_Dataset rows_.
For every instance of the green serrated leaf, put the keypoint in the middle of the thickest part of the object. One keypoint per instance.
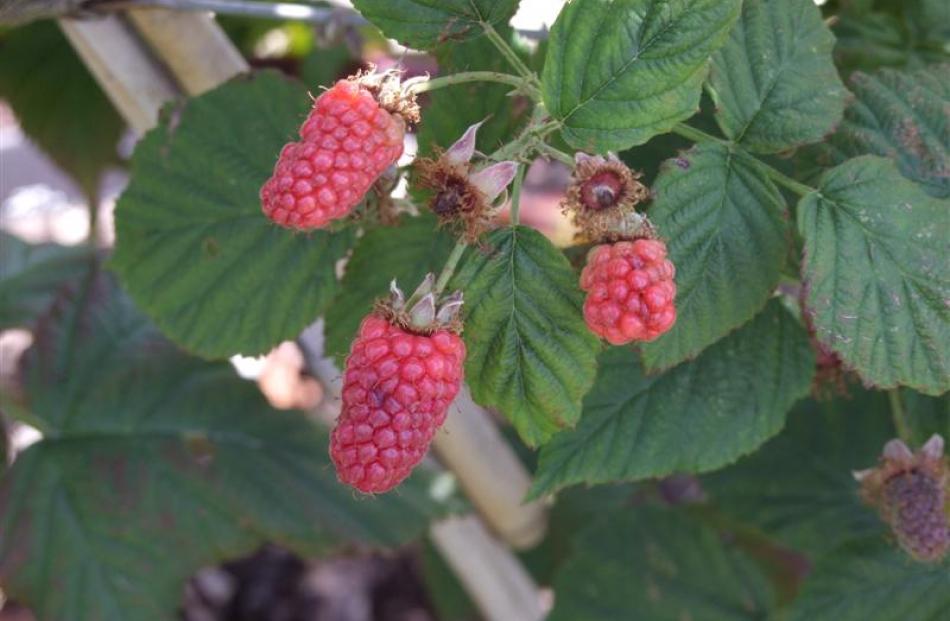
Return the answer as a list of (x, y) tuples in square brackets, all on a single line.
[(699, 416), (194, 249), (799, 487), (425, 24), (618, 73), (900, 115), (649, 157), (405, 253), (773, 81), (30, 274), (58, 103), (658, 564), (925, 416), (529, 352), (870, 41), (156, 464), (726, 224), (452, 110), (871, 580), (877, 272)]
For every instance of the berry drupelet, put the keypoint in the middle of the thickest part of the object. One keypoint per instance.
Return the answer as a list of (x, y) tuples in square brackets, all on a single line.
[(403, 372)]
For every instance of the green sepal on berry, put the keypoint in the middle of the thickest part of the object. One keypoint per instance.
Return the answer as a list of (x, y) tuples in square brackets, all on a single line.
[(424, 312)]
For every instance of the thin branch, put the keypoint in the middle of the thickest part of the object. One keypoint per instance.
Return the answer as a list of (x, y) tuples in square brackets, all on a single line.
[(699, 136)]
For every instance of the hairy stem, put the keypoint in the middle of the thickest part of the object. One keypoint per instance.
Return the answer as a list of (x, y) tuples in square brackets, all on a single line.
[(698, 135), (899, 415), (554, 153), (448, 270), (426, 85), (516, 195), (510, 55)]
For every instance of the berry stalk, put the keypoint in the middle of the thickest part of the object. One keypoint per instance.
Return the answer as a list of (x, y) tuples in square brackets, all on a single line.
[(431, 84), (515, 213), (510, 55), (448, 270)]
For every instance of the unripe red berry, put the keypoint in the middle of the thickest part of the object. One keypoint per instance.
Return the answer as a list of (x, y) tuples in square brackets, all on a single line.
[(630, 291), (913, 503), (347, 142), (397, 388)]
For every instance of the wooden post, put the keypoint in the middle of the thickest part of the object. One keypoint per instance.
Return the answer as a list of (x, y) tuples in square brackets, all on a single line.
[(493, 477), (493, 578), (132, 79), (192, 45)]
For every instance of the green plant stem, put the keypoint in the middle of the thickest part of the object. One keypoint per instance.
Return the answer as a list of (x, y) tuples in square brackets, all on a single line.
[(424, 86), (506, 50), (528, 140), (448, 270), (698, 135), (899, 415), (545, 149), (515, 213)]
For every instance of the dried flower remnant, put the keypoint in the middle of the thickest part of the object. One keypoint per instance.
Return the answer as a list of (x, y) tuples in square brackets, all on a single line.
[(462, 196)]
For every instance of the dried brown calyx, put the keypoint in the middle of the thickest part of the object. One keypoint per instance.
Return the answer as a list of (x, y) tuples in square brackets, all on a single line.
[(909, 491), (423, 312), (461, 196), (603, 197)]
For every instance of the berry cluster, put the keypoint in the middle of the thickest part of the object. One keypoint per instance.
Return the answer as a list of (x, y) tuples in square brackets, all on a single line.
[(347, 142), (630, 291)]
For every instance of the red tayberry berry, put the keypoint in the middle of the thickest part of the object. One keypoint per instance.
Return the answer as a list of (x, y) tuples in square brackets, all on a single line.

_Task description_. Retype all of the data above verbatim, leaving out any pictures.

_Answer for the task_.
For every instance of the green serrated leaf, put the keypoint in the middle of the thickest part of the object. One keypoint per instance.
Return the answer as a list of (x, y) tuples in square brackets, all on a single line.
[(699, 416), (194, 249), (799, 487), (425, 24), (618, 73), (900, 115), (649, 157), (405, 253), (773, 81), (30, 274), (58, 103), (658, 564), (925, 416), (529, 352), (870, 41), (156, 464), (726, 224), (452, 110), (871, 580), (877, 272)]
For every instance of the berry drupelet, put the keypoint in the middle of the thickest part of the object. One keypoint per instance.
Return the answer as a list of (x, y) tuples in square brackets, all on a single line.
[(403, 372)]
For every instance of the green sepal on berry, put the keypoint in the middle of the thickest part of the object. One keypoint per instance.
Return the answer as a list of (x, y) tuples in square brackets, all on a single line.
[(424, 312)]
For every instance of the thin branch, put the keypoint in the middle of the thickest part of the object. One keypoint per instance.
Return the answer as a list of (x, y) tuples in square brackets, all on a single line.
[(699, 136)]
For every instance of the hairy stem, put the keypoint in the middle of the thickest part of the object. One keypoint per instance.
Return the answer as a list of (x, y) tuples in square brackets, all on a single line.
[(698, 135), (899, 415), (554, 153), (448, 270), (426, 85), (516, 195), (510, 55)]
For every instance of the berry stalk, put the keypoint in the middle of the thickest part of the object. One keypoint per instance.
Return the answer as a list of (x, y) tuples in square brackets, all on a single line.
[(431, 84), (515, 213), (510, 55), (448, 270)]
For every instance of the unripe red berry, put the keypoint in the middle of the thickest part of the object. One keypoint per instance.
Return the answer as a list of (x, y) tuples in square brackets, all on a single line.
[(630, 291), (913, 503), (347, 142), (397, 388)]
For every instance of the wooden post, put the keypoint in the middle of the thickest part of the object. One keypoint per instance.
Return the answer as a list of (x, y) tuples in square brackets, all on a single line.
[(493, 477), (493, 578), (132, 79), (192, 45)]
For every instance of the green plant stem, put the keypoint in the middle of the thickest part of the object. One keypoint per instance.
Return the answer as a list of (x, y) tuples in square brackets, all on a single line.
[(424, 86), (506, 50), (528, 140), (448, 270), (698, 135), (899, 415), (545, 149), (515, 213)]
For every instance of the dried flower remnant, put the keypoint in the middle of the thickest part of the object. One keypoint per instance.
Return the answer as a list of (x, y) tuples in square brackets, all on a single line.
[(462, 196)]
For every instance of the dried brown calyx, put the keypoint in the middle of the thickest part of the object. One keypoint per instance.
Return the answer as a list of (x, y) tuples in square brackets, all on a single line.
[(909, 491), (423, 312), (461, 196), (603, 197)]
For every instance of the berry cluster, put the keypoint in the middle of the thickest part of the object. One keypoint per instance.
Return the answer as a list of (x, y) tuples in square brackets, all on a single line.
[(347, 142), (630, 291)]
For every instance of the red tayberry berry, put the keypoint in the middle of the thickest part of the object. One keypoint per instance.
Return the answer as a list of (x, y) tuples in square brackets, all on a single line.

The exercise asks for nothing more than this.